Dataset entries
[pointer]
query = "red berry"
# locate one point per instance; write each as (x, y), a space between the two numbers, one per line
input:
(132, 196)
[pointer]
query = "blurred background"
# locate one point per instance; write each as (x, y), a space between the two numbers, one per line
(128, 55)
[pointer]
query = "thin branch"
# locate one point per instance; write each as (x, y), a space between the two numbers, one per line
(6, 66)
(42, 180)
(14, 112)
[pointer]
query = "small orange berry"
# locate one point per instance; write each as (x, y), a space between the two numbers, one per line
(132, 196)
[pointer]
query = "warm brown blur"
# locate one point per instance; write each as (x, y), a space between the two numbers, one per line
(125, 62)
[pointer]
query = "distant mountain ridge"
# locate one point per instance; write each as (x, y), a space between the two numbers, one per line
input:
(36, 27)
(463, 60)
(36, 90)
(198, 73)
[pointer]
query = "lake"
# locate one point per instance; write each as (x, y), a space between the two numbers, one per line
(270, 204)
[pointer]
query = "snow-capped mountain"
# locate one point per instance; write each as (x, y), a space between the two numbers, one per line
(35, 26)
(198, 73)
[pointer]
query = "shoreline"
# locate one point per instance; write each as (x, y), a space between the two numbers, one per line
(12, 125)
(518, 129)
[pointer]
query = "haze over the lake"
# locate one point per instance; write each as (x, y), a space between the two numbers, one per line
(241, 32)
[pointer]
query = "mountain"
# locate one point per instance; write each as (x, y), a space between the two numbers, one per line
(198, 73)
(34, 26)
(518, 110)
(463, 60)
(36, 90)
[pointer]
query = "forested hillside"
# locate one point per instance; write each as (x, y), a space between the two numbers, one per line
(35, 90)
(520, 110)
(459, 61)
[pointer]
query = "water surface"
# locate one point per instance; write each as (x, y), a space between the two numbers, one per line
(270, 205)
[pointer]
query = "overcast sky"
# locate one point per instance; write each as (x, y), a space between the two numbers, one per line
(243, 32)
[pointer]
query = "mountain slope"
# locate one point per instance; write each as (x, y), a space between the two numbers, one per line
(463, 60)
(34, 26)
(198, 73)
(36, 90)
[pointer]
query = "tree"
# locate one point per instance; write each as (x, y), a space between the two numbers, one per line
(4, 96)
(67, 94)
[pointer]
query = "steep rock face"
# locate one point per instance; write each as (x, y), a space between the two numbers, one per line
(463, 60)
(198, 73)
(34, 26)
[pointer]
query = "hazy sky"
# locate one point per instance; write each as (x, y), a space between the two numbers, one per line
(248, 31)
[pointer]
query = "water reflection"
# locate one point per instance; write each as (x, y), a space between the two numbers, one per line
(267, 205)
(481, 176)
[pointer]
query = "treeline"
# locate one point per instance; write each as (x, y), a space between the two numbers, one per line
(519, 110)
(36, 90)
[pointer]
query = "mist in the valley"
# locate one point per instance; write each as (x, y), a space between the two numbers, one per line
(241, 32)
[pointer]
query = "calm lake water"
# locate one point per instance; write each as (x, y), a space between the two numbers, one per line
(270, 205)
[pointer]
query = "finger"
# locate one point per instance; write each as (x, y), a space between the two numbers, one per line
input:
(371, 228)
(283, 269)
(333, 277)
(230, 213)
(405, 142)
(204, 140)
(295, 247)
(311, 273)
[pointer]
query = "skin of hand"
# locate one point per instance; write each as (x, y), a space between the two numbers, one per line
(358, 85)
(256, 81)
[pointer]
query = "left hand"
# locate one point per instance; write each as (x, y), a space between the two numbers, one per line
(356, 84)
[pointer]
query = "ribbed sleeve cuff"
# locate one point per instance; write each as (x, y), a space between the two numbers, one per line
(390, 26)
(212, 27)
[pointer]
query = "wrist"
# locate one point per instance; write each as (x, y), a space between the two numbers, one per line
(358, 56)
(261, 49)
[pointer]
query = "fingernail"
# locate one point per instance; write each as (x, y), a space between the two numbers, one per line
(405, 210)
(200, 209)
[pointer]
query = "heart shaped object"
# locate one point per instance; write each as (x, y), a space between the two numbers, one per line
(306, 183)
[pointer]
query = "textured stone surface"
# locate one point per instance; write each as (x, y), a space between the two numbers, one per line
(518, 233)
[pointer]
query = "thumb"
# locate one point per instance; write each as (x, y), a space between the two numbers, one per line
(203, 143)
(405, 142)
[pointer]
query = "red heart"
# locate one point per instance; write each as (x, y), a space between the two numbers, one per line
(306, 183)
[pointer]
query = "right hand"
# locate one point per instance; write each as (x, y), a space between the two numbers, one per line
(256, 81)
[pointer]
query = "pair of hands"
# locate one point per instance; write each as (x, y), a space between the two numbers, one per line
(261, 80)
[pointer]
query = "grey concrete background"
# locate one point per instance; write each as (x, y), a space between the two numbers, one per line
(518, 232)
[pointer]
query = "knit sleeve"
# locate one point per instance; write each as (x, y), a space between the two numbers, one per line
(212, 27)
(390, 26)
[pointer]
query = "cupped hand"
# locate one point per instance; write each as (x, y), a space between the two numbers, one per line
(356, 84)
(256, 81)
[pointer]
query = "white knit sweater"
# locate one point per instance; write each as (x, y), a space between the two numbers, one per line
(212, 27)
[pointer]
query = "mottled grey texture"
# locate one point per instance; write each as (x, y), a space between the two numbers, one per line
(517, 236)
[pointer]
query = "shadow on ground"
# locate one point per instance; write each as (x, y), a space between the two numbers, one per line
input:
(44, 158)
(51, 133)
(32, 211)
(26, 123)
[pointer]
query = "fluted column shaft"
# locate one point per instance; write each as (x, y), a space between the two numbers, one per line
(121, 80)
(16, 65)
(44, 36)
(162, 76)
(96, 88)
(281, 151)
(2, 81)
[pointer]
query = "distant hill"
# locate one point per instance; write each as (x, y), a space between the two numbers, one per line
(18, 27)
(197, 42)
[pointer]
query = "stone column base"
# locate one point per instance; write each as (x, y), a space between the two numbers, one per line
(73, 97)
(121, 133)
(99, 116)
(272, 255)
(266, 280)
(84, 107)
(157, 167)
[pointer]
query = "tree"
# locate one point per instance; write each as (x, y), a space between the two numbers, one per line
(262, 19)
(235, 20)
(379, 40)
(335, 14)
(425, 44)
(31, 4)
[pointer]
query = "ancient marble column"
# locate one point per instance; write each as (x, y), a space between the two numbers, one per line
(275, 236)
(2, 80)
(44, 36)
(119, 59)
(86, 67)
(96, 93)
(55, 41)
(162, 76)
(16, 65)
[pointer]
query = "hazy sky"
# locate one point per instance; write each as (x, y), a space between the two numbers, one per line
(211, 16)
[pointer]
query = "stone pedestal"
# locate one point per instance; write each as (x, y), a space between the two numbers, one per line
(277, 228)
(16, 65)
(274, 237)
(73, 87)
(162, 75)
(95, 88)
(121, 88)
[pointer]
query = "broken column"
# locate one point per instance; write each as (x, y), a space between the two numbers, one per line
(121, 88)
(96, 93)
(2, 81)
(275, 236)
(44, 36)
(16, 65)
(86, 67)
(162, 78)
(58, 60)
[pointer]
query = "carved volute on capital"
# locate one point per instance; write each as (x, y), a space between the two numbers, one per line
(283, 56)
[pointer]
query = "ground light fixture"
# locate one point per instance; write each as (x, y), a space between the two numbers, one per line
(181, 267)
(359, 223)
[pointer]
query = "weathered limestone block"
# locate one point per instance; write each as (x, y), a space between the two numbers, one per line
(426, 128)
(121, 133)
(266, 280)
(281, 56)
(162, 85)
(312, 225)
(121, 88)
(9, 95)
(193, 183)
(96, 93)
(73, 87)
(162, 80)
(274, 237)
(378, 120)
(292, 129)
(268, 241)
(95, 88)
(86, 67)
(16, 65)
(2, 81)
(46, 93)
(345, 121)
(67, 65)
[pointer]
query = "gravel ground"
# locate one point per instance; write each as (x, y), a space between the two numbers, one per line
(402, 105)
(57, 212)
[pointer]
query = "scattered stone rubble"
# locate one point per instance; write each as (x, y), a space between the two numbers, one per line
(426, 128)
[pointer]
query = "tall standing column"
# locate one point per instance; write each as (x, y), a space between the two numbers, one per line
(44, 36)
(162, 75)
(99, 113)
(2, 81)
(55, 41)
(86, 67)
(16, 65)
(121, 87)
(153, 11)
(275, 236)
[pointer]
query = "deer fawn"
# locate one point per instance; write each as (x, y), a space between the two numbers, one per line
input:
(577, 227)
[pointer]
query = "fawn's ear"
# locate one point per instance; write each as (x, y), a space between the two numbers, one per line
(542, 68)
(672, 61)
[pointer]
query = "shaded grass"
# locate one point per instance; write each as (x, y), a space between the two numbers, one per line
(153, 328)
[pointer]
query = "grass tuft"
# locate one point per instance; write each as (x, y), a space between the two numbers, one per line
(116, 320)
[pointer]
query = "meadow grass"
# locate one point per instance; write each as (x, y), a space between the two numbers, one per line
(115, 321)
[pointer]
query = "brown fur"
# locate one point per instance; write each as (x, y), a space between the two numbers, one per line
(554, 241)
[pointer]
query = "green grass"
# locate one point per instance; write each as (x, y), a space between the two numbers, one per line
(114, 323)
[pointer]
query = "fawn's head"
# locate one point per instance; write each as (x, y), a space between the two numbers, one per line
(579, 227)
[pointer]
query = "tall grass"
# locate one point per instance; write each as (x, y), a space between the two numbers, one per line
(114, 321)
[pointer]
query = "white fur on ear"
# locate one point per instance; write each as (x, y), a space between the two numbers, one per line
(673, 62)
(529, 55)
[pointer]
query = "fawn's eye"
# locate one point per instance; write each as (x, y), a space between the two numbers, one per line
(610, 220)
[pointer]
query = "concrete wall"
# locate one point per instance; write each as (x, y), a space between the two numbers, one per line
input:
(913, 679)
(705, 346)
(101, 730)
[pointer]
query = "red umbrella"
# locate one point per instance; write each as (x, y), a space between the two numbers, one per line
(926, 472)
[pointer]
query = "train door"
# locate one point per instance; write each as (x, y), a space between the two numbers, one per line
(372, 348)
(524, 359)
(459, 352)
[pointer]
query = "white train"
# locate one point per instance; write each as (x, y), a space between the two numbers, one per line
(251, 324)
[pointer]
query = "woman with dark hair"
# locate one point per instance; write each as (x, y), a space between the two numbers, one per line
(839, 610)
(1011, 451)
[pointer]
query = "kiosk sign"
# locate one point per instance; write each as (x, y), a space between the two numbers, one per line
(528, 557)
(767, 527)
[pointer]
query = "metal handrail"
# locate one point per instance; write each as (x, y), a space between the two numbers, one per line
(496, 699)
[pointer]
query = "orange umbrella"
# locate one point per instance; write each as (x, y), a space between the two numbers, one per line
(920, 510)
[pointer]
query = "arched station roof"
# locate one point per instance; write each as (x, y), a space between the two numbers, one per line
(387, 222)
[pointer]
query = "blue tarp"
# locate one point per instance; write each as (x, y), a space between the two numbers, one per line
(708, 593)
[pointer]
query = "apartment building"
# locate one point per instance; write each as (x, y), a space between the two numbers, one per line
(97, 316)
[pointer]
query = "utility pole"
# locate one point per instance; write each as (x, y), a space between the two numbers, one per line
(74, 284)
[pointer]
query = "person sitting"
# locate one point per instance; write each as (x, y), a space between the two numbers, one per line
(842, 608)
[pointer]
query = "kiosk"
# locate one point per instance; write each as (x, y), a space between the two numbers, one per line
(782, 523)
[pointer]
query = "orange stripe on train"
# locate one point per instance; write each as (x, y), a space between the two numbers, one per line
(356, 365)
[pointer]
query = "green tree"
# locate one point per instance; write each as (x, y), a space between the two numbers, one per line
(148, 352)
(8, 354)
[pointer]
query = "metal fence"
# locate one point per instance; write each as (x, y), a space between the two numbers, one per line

Task directions => Which lines above contain "tall"? Show each of them.

Solved problem =>
query = "tall standing column"
query = "tall grass"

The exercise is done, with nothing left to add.